Definition

A Support Vector Machine (SVM) is a supervised machine learning algorithm used for classification (mainly) and regression.

  • Core idea: Find the best separating hyperplane that maximizes the margin between different classes.
  • It uses support vectors (the critical data points closest to the decision boundary) to define that hyperplane.

Intuition

  • Suppose you have two classes of points in 2D. Many lines can separate them.
  • SVM chooses the one that maximizes the margin (distance between boundary and nearest points of each class).
  • This leads to better generalization.

Mathematics

  1. Decision Function (linear case):

$f(x) = w \cdot x + b$

  • $w$: weight vector (normal to the hyperplane)
  • $b$: bias (offset)
  1. Classification Rule:

$\hat{y} = \text{sign}(w \cdot x + b)$

  1. Margin:

$\text{Margin} = \frac{2}{\|w\|}$

  • SVM maximizes this margin while correctly classifying the training data (or with minimal errors).

Support Vectors

  • The data points closest to the hyperplane.
  • They determine the position and orientation of the decision boundary.
  • Other points don’t matter once the hyperplane is set.

Kernel Trick

  • When data is not linearly separable, SVM uses a kernel function to map data into a higher-dimensional space where it becomes separable.
  • Common kernels:
    • Linear
    • Polynomial
    • Radial Basis Function (RBF / Gaussian)

* * *

Jobs →
[1] From the SVM overview, extract the passage starting at "A Support Vector" and ending at "of each class).".
[2] Summarize the SVM overview in two sentences.

Stored data →
* * *

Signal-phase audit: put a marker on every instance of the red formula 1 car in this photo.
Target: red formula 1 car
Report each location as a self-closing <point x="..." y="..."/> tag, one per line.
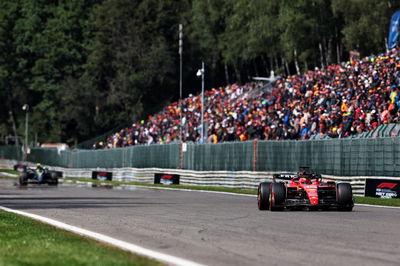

* * *

Outputs for the tasks →
[1]
A Support Vector Machine (SVM) is a supervised machine learning algorithm used for classification (mainly) and regression.

  • Core idea: Find the best separating hyperplane that maximizes the margin between different classes.
  • It uses support vectors (the critical data points closest to the decision boundary) to define that hyperplane.

Intuition

  • Suppose you have two classes of points in 2D. Many lines can separate them.
  • SVM chooses the one that maximizes the margin (distance between boundary and nearest points of each class).

[2] A Support Vector Machine is a supervised machine learning algorithm, used mainly for classification and also for regression. It finds the separating hyperplane that maximizes the margin between classes, with that hyperplane set by the support vectors closest to the boundary, and when data is not linearly separable it uses a kernel function such as linear, polynomial, or RBF to map the data into a higher-dimensional space where it becomes separable.